--- HOW TO COMPLETE THIS TASK ---
Summarize the account of the years in Qatar below in two sentences.

When my husband returned from Iraq, he was assigned to Qatar as U.K. ambassador. We left for Doha in March 2020.

Advice: Be flexible, be realistic, and give yourself time to adjust. When I left government, I was told I would have no problem switching careers. In reality, while many of our skills are transferable to the private sector and academia, it is not always an easy fit.

Stay current on the places you served, and stay connected with former colleagues to see if there might be a role for you.

Taking on the role of spouse of the ambassador was another challenge. We arrived in Qatar two weeks before COVID-19 restrictions were put into place. Fortunately, the embassy and the residence were colocated, and we faced few shortages. I was able to support my husband and the community. I worked closely with the community liaison office coordinator (CLO) to assist the staff and their families. I even received an award for morale when I set up a roster for the residence swimming pool when other pools were closed.

My experience on both sides, as an ambassador and then spouse, came in handy when we celebrated Queen Elizabeth’s platinum jubilee and commendations for her funeral and, later, the coronation of King Charles. I had a supporting role when Qatar hosted the World Cup in 2022, and our embassy had two teams—England and Wales—in the same league as the United States. When the teams competed, though, I waved the U.S. flag.

Over our four years in Qatar, I continued to stay involved in foreign affairs. I worked remotely with a team at the American Academy of Diplomacy, advising the Biden administration on trade issues. I joined former ambassadors to Ethiopia in efforts to alleviate the humanitarian crisis in Tigray and find a political solution to the civil war. I wrote to the deputy prime minister, who I had worked closely with on drought relief in 2015, to urge the government to provide food assistance to Tigray. I joined another group of former ambassadors to Laos to urge the Biden administration to reconsider sending cluster bombs to Ukraine. While we supported Ukraine, we had seen the detrimental effects of cluster bombs on the civilian population in Laos.

In August 2021, I asked to help with the evacuation of Afghan refugees through Qatar. I wanted to use my experience on Afghanistan as the first director of Afghanistan reconstruction after 9/11 and, later, as PDAS in the Bureau of Conflict and Stabilization Operations. The U.S. senior coordinator for Operation Allies Refuge in Qatar brought me on for several weeks to help identify Afghans who had connections to countries other than the United States, including 300 unaccompanied minors. I used my contacts in the diplomatic community and Qatar government to find places for these refugees.

--- LISTED RECORDS ---
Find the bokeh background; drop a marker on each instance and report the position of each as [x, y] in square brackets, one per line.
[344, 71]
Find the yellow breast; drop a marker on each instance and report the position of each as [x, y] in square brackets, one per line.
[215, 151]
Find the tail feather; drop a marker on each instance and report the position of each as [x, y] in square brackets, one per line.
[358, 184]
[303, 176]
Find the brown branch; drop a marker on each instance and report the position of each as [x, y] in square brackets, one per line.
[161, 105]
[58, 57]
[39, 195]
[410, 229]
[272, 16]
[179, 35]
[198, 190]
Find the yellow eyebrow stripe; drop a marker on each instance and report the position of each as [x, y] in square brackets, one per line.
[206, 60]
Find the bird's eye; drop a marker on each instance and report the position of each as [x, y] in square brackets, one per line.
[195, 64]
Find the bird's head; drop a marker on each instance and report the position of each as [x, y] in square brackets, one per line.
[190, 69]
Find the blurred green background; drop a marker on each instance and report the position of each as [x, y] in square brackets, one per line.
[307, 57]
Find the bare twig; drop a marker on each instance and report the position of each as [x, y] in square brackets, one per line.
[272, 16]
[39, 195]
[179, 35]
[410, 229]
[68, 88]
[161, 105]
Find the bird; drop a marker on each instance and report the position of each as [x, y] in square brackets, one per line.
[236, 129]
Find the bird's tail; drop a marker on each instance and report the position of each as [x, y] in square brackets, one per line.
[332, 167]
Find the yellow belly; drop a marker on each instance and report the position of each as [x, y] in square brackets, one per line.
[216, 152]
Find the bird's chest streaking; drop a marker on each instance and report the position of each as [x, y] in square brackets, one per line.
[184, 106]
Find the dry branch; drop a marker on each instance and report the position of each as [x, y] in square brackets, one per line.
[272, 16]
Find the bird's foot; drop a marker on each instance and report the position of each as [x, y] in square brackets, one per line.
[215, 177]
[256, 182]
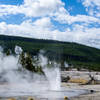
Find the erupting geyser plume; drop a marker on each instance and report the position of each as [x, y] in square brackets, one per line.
[11, 71]
[52, 73]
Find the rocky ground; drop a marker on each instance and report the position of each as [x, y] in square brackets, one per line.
[76, 80]
[83, 80]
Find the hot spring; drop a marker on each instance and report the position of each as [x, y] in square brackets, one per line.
[24, 83]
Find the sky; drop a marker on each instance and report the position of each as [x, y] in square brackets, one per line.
[64, 20]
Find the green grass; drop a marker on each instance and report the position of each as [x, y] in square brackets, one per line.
[73, 53]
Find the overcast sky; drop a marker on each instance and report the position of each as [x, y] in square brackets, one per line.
[64, 20]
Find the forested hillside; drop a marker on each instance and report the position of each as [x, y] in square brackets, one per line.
[73, 53]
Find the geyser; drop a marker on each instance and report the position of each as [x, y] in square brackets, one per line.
[52, 73]
[25, 83]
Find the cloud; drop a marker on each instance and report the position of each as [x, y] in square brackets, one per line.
[46, 13]
[43, 8]
[79, 34]
[92, 7]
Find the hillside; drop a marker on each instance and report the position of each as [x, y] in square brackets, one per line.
[73, 53]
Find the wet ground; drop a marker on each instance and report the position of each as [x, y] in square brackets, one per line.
[37, 91]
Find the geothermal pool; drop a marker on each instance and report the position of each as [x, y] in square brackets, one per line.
[37, 90]
[24, 83]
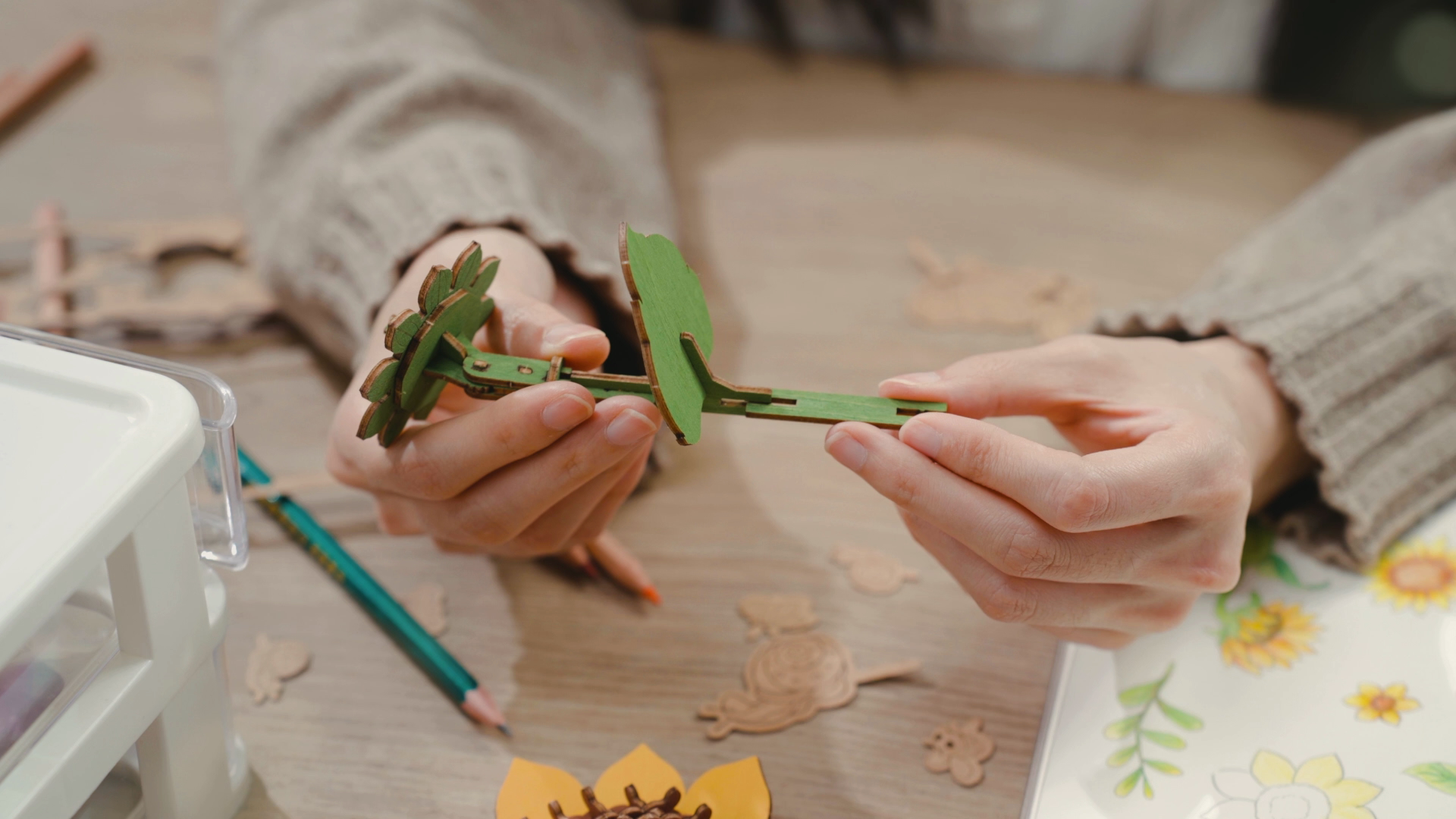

--- OUTPUT OF THE TASK ---
After moving to Doha in March 2020, when the writer's husband became U.K. ambassador to Qatar, the writer supported him and the embassy community through COVID-19 restrictions and events such as the 2022 World Cup. Over four years there, the writer stayed active in foreign affairs by advising the Biden administration on trade, urging food assistance for Tigray, pressing for reconsideration of sending cluster bombs to Ukraine, and finding places for Afghan refugees evacuated through Qatar in 2021.